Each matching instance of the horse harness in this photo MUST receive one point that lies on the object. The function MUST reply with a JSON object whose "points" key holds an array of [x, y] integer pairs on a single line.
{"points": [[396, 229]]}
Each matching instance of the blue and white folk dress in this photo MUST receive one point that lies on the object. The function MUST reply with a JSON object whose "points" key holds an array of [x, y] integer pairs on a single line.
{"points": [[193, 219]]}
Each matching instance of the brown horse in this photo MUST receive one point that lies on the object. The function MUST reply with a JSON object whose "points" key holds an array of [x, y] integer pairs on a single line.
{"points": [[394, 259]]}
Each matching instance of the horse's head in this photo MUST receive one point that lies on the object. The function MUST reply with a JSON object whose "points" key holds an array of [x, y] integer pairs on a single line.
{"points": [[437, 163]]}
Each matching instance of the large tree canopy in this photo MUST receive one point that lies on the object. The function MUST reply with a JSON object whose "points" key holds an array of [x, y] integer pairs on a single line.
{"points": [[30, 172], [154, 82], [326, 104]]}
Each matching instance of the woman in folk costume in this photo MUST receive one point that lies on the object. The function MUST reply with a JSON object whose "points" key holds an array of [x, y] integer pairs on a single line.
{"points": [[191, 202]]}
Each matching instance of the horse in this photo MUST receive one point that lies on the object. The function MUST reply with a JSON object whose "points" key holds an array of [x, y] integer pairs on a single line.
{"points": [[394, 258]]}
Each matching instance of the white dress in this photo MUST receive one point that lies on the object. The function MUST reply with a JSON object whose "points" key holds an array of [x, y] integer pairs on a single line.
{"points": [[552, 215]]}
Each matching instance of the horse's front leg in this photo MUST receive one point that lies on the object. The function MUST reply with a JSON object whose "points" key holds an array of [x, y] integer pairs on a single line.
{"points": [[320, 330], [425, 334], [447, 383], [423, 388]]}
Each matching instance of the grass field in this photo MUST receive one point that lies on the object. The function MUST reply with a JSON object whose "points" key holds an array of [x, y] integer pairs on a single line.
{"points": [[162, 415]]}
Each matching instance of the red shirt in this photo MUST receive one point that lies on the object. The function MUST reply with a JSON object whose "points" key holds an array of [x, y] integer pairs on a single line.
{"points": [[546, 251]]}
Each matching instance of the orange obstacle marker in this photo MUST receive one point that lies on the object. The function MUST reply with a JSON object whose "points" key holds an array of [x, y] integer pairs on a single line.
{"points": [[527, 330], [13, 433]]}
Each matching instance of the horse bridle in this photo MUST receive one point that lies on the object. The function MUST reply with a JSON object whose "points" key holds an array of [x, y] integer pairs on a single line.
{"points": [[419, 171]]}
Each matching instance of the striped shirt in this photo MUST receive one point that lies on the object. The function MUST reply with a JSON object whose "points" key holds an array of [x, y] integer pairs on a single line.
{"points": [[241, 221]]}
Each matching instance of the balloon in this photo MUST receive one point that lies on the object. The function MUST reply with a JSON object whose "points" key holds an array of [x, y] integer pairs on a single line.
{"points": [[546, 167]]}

_Do this_
Write the listing out again, exactly as it reads.

_Task solution_
Each matching instance of the horse harness in this photo MUST receive one point that lies on the object. The function MUST reply with a JSON object whose "points" key holds an array of [x, y] integer pairs on a single line.
{"points": [[396, 229]]}
Each matching instance of the blue and white folk dress in this photo MUST receive one point that lies on the object. The function MUST reply with a JSON object whose "points" key holds an array of [x, y] integer pairs on a single line.
{"points": [[193, 219]]}
Each matching instance of the brown horse in this photo MUST receive one point that lies on the object. The function MUST reply with a JSON object whose "points" key holds an array of [x, y] integer pairs on a single line.
{"points": [[394, 259]]}
Each matching instance of the horse's head in this photo MUST receive one point that lies on the object. The function MUST reply with a JSON object whose "points" key holds an array of [x, y] integer pairs on a single line.
{"points": [[437, 163]]}
Each matching instance of the large tree canopy in this photo MUST receive one point that lies on the object. The function MUST reply with a JSON object whose "points" key holds an array of [x, y] integer pairs on a single line.
{"points": [[30, 172], [154, 82], [326, 104]]}
Each matching instance of the woman in folk costume in this photo MUST receive one point that lies on the object. The function MUST reply with a JSON object whose "points" key holds an array of [x, y] integer pairs on a single line.
{"points": [[191, 202]]}
Each matching instance of the horse in this photo MUST receive one point that lies on the object. The function MUST reply with a JSON object whose "points" key holds an array of [x, y] integer pairs on a single line.
{"points": [[394, 258]]}
Each matching instance of the white dress in this photo MUST receive one point that lies on the object. The function MUST reply with a JSON object whose "points" key holds an array of [x, y] integer pairs on a single line.
{"points": [[552, 215]]}
Each matching instance of the horse's front leg in this photo MUST receive one point that lies on the object. The function MUST reply with a JSON object whose "points" key holds an array of [x, y] integer pairs on a single line.
{"points": [[320, 330], [425, 334], [447, 383], [423, 388]]}
Each matching instance of the grass field in this photo MUST receive one point that lies on the object. The function MUST reply with a JSON object whose "points" key holds an array of [x, y] integer pairs on a single line.
{"points": [[162, 415]]}
Each matching instance of the red shirt in this photo MUST receive one point that lies on the object. The function MUST reply with a JSON object whose "points" key holds an array of [x, y] integer pairs on a single line.
{"points": [[546, 251]]}
Each matching instance of the orange obstacle marker in this photo MUST receive one point that lies on the object. The function MUST reply with a JSON object whose "points" key holds an array of [x, y] integer pairs on a single line.
{"points": [[527, 330], [13, 433]]}
Each matching instance of the horse bridle in this photo MUST receive one point that lies on the object. The function MUST reply with a JSON object whose "points" key holds an array of [x, y] integer pairs on a single line.
{"points": [[419, 171]]}
Each matching instance of the striped shirt in this photo MUST receive one point that lies on the object. The function MUST reply with a JSON object whose "points" key holds an array of [x, y] integer pairs on a single line.
{"points": [[241, 221]]}
Each matching instance of the balloon in this photo MUST receive one point that lies on the object. The function MUST reply with a JSON object whose "points" key holds an array of [x, y] integer pairs on a single line.
{"points": [[546, 167]]}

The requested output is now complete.